▶ WHAT IS ASKED:
Write out each of the rows below again, substituting "widest part" for every "thickest part" and changing nothing else. Omit the pictures.

(Point annotations for photos)
/---

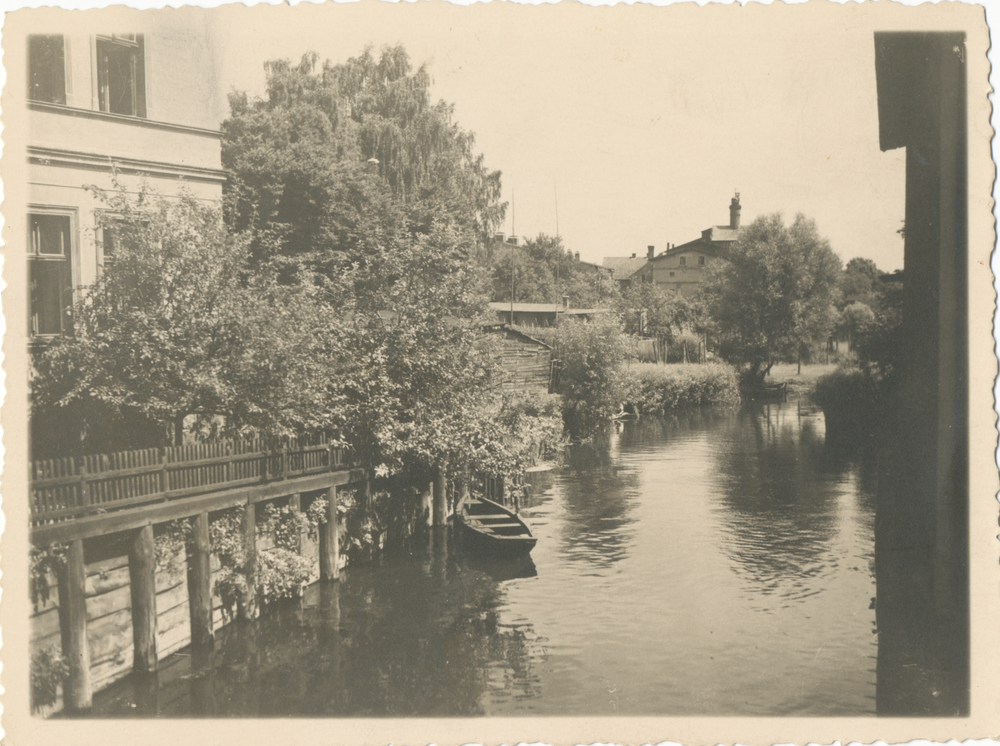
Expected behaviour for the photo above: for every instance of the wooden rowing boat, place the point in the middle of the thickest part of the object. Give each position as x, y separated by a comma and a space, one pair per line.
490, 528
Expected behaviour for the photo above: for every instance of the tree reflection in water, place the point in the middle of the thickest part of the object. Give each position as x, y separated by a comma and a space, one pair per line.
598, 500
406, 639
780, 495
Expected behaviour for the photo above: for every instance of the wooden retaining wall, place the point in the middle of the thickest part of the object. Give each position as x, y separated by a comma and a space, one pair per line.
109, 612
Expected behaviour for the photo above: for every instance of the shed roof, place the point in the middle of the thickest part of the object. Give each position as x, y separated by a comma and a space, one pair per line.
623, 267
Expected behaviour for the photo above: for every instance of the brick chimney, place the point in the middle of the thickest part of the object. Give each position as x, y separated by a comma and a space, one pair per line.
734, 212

\---

▶ EXERCISE SOLUTION:
Expected behaviour for the photo above: for every instance of the wooden rowing boat, place the point in the middle of the widest part of the object. Give each position as x, y separated by a comma and a space, one pair per line.
490, 528
Expected behaviour for the photo above: for every instance of the tree reflection in water, place the point in the middle of the widest part of the object. Give each position as x, y separated by a comma and a space, one pair per line.
598, 500
406, 639
780, 495
Expected behaviour for the photo above: for every instance of the wooden retaining wall, place the point in the middle of the widest part of the object. Give each position as x, y separated by a comma and a space, one pair per line.
109, 612
Expected behaviour for the photo above: for every instance of the shed roof, place the point in the middle of the widest part of the object. Give each position as x, y separated by a comma and a space, one pair per line.
623, 267
Expected behaviour for the photo above: for every instance of the brick chimney, place the point in the middle of the widest part of the object. Give each position as x, y separated by a comma and a space, one pair per line.
734, 212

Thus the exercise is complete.